(Natural-language object grounding data)
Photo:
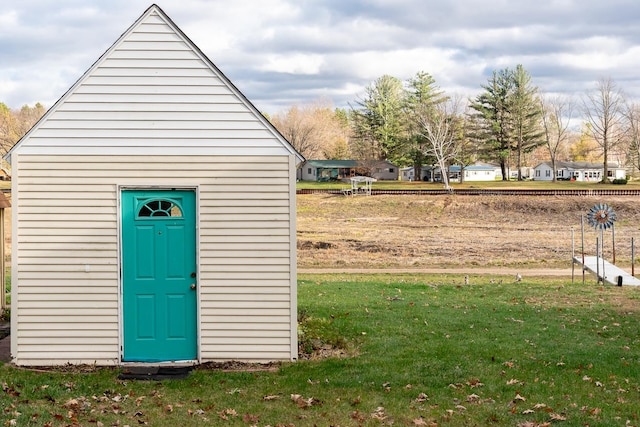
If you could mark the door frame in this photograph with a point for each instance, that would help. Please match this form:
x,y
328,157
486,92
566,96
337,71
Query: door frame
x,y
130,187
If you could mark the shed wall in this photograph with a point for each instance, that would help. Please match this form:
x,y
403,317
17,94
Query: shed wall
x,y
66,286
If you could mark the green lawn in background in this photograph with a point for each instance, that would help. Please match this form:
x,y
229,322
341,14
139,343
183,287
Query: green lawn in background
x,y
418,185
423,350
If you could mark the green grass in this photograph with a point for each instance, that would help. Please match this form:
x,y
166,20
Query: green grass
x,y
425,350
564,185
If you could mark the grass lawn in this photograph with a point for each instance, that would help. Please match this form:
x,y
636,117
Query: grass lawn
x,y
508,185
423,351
* * *
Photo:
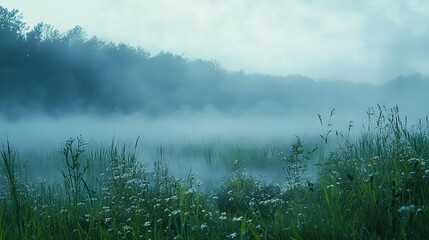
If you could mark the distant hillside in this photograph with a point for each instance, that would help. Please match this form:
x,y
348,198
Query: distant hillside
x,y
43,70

• Problem to solve: Using the data above, say how many lines include the word "each". Write only that number.

• Task output: 6